**TASK DETAILS**
Every line from the line containing "white window sill, as pixel coordinates." through the final line of the data is to be printed exactly; no other line is to appear.
** DATA UNDER STUDY follows **
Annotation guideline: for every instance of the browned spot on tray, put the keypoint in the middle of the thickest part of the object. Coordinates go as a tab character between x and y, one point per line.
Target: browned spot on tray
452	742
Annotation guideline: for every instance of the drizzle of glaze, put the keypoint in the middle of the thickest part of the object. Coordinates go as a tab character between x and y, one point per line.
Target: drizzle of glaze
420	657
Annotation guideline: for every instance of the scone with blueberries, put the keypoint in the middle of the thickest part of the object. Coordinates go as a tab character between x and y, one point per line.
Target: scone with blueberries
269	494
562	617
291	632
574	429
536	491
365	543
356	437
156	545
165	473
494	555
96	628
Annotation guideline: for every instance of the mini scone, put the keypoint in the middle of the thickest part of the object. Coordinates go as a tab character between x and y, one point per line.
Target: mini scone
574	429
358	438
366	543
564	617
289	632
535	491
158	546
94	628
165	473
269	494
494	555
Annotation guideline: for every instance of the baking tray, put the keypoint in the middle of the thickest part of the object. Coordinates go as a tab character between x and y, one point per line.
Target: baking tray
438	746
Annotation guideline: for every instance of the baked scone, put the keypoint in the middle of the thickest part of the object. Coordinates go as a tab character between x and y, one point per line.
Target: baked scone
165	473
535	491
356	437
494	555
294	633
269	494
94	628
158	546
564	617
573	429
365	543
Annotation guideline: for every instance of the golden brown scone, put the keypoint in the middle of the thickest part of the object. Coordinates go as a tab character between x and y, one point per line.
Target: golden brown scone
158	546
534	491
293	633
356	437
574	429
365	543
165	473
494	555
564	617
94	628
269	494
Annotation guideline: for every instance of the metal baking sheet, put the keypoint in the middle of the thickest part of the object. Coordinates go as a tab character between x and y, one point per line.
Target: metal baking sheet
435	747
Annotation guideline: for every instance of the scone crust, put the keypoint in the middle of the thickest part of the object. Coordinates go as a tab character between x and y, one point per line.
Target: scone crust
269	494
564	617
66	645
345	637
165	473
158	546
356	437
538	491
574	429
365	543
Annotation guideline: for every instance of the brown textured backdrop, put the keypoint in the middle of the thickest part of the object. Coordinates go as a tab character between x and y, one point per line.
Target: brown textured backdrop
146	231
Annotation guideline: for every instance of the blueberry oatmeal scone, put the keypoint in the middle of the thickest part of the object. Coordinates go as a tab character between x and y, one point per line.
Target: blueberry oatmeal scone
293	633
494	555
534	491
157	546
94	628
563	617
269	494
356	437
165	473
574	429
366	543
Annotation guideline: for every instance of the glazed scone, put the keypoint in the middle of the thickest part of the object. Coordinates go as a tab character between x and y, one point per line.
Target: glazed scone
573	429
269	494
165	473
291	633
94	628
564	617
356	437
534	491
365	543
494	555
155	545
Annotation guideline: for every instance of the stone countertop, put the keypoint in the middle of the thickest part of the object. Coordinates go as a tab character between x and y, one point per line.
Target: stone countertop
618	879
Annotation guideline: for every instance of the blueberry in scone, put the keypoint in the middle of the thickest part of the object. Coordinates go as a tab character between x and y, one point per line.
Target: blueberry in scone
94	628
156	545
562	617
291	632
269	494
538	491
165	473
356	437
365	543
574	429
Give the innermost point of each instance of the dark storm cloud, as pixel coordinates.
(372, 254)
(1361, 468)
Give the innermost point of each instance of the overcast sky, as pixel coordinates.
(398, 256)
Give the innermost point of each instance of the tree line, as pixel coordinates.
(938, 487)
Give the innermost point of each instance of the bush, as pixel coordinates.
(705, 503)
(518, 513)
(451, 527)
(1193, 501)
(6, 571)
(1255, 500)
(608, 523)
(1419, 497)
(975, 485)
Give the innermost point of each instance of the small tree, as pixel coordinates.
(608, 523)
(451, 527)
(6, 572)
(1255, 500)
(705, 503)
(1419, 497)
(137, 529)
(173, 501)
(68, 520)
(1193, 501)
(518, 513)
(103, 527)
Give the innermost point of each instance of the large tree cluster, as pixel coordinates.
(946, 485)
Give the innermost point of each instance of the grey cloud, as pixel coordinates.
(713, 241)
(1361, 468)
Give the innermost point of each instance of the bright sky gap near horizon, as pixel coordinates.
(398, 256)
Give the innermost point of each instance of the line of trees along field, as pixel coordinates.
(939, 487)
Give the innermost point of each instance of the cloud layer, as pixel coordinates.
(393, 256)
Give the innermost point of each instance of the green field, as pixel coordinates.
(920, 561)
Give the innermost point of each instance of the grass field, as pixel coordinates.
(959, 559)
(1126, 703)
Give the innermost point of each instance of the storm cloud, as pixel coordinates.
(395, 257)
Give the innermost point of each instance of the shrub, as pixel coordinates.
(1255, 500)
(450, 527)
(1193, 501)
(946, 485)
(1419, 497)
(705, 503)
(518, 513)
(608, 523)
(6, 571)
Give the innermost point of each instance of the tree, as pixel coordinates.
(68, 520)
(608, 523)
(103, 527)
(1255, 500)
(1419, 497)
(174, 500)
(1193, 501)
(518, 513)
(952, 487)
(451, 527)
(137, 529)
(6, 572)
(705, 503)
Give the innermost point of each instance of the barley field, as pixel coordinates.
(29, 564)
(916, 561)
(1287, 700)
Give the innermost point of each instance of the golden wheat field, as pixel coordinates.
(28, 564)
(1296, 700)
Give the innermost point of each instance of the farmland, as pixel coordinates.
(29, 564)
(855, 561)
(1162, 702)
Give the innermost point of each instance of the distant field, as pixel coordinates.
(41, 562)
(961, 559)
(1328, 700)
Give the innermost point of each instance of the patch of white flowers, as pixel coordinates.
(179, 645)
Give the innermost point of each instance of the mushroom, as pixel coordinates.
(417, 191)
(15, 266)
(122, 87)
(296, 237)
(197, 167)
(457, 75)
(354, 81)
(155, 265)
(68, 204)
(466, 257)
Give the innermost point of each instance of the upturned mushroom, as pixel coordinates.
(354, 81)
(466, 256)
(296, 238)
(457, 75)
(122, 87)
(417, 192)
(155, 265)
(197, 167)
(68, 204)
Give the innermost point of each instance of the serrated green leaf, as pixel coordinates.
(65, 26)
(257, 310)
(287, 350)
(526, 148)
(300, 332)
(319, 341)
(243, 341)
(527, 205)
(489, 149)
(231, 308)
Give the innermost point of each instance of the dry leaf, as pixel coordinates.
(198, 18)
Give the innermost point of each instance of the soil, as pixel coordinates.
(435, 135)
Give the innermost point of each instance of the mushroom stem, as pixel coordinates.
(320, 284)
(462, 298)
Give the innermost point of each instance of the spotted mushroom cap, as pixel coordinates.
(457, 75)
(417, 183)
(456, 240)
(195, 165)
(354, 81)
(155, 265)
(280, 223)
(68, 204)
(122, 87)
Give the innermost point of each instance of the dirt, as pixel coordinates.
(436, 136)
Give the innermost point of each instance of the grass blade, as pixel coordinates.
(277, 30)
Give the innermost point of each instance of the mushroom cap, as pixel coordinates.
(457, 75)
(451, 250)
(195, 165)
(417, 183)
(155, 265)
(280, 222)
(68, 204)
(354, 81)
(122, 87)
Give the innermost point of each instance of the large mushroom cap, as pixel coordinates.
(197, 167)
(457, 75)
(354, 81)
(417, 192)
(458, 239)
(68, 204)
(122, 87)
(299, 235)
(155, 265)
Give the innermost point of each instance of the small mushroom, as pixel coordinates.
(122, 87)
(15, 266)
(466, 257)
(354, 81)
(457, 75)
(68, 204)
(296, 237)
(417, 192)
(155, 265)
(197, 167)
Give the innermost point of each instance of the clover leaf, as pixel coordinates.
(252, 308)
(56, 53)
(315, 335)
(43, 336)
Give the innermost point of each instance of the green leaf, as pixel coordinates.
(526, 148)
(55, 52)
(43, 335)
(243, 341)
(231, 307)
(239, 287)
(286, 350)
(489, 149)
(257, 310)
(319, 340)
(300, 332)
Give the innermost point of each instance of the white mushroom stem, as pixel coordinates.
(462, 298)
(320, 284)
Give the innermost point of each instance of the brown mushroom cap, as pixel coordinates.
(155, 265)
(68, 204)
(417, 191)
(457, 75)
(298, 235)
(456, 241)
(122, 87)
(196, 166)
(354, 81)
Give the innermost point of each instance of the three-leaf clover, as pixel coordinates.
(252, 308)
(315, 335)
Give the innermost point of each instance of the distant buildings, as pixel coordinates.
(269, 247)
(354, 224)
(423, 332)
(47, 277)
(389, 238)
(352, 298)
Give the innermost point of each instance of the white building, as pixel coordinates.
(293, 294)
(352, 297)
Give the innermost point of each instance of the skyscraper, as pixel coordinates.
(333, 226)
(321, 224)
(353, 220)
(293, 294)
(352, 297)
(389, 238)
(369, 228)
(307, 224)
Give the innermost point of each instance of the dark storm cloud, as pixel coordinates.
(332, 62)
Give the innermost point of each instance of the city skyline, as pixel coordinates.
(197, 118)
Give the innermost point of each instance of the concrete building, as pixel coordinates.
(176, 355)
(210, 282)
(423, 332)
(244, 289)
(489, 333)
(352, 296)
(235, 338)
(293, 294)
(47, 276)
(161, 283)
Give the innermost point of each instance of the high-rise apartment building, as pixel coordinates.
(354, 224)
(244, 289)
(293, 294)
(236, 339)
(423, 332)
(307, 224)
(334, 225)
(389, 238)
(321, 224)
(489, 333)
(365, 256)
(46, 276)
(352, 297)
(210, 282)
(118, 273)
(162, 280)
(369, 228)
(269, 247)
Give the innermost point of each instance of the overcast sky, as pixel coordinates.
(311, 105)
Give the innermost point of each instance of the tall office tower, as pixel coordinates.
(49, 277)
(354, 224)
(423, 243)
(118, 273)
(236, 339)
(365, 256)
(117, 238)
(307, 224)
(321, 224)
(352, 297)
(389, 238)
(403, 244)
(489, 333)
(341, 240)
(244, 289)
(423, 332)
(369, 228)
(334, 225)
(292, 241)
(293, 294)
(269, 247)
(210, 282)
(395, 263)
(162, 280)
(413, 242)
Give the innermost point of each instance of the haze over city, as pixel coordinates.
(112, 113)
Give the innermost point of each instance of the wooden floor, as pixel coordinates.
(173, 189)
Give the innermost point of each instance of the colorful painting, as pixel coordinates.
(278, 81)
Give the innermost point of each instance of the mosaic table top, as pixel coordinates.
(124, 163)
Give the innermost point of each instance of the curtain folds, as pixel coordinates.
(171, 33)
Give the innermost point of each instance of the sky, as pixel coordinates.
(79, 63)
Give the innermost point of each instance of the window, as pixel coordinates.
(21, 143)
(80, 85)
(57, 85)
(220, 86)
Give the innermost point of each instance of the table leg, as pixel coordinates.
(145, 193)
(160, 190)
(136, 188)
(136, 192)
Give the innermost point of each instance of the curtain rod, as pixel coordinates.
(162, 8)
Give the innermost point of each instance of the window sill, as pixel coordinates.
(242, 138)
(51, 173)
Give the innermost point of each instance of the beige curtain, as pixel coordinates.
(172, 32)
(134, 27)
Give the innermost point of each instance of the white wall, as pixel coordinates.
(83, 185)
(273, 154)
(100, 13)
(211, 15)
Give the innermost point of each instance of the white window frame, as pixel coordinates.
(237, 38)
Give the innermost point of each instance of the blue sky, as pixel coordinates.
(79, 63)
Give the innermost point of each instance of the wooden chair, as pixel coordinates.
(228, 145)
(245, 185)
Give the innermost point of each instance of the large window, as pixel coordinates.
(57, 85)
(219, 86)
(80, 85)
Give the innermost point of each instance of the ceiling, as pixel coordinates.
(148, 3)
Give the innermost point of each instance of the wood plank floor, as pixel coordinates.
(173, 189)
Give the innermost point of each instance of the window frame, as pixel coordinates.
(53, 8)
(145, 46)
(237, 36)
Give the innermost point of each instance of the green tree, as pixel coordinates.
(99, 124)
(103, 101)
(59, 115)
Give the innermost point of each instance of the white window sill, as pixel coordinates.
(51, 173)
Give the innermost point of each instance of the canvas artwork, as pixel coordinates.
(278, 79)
** End of DATA UNDER STUDY **
**PROBLEM SOLUTION**
Give the innermost point of each instance of the white window sill, as pixel coordinates.
(51, 173)
Give the innermost point of each instance of the canvas artwork, as pixel coordinates.
(278, 79)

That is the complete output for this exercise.